== TASK INSTRUCTIONS ==
- a) Do these three statements agree with the Greenspan discussion? (i) Shostak calls the recycling of Chinese savings an entirely wrong explanation. (ii) One commenter holds that Hayek's account requires the central bank to be the sole cause of the boom and bust. (iii) David says he may write a separate post on Shostak's argument. Answer yes or no for each, and quote the words that decide it.
- b) Set down everything in the Greenspan discussion from "Is there a flaw" down to "good credit records.", word for word.

START PASSAGE SHOWN

Dr. Henderson, I know you and Jeffrey Hummel have written several pieces attempting to exonerate Chairman Greenspan from the charges made by some economists that he precipitated the crisis by drastically increasing the money supply and thereby depressing the structure of interest rates throughout the economy. You (and Dr. Hummel and Greenspan) argue that a large contributor to the depressing of interest rates was the recycling of Chinese savings into dollar denominated assets.
I recently read this article by Frank Shostak (http://mises.org/story/3382) where he writes that the recycling of Chinese savings is partially correct, but that this is a byproduct of the increase in the supply of dollars throughout the world by the Fed under Greenspan. Mr. Shostak's article is obviously written for a layperson audience, but I'm having trouble reconciling his critique with your position. I'm especially drawn to his point that, although the Chinese (and other foreigners) did in fact reinvest significant amounts of their savings back into the US economy, they had to first obtain those dollars from Americans, and this glut of dollars that the Chinese poured into the US economy originated first with an expansionary monetary policy via the Federal Reserve.
Is there a flaw in Shostak's argument that I am missing?
Anyway, I just want to also let you know that I appreciate the work you and Dr. Hummel are doing. I think this debate over the role that the Fed played in the whole crisis, and its overall place relative to the rest of the economy is absolutely essential at the moment. Thanks!
It seems to me that there would have been no mortgage crisis if:
(a)mortgage loans had been limited to 80% of the appraised value of the property,
(b)borrowers were limited to monthly repayments that were affordable in relation to their regular incomes, and
(c)borrowers had to have good credit records.
Then low interest rates would have been most unlikely to cause mortgage defaults. Therefore I find it implausible to blame Alan Greenspan for the mortgage crisis.
Isn't this a false dilemma? Both Greenspan and the China money together could have set in motion a Hayekian artificial boom and inevitable bust. NOTHING in Hayek's account of the boom and bust requires that the central bank be the sole cause -- or even the primary cause.
The notion that the extreme choices of the Fed oer the last 12 years had nothing to do with the behavior of the U.S. economy over that period is simply unbelievable.
I think people are unable to see clearly because that are demanding a false explanatory choice that is not at all required.
Dear Ryan S,
I think there are some flaws in Shostak's argument. I may decide to write a separate post on it because you're not the first to have asked.
Best,
David
Greg,
I don't think it is a false dilemma. If a boom was created due to an actual increase in the supply of savings, then I don't think this would have had the same effect as a Federal Reserve engineered increase in credit. In the first case, an actual increase in savings would have led to a boom that would have been sustainable. In the second case, a Federal Reserve engineered boom would not have been sustainable and led to an eventual bust. Now that we know that the boom was unsustainable and led to a pretty hard landing is very strong evidence that the conjecture of a world savings glut by Greenspan was incorrect.

END PASSAGE SHOWN
START SOURCE EXCERPT

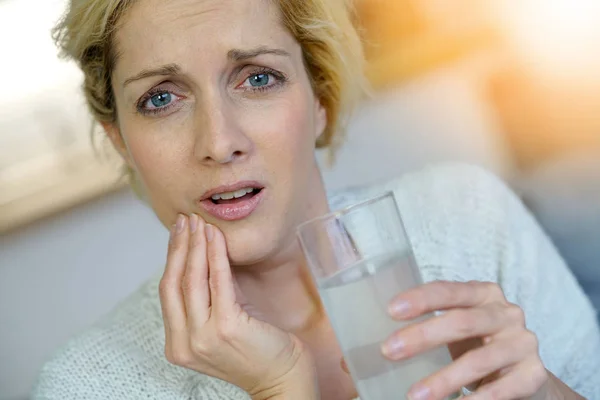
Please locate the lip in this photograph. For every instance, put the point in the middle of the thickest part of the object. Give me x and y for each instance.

END SOURCE EXCERPT

== ANSWERS TO THE PROBLEMS ==
- a)
(i) No: "the recycling of Chinese savings is partially correct"
(ii) No: "NOTHING in Hayek's account of the boom and bust requires that the central bank be the sole cause"
(iii) Yes: "I may decide to write a separate post on it"

- b)
Is there a flaw in Shostak's argument that I am missing?
Anyway, I just want to also let you know that I appreciate the work you and Dr. Hummel are doing. I think this debate over the role that the Fed played in the whole crisis, and its overall place relative to the rest of the economy is absolutely essential at the moment. Thanks!
It seems to me that there would have been no mortgage crisis if:
(a)mortgage loans had been limited to 80% of the appraised value of the property,
(b)borrowers were limited to monthly repayments that were affordable in relation to their regular incomes, and
(c)borrowers had to have good credit records.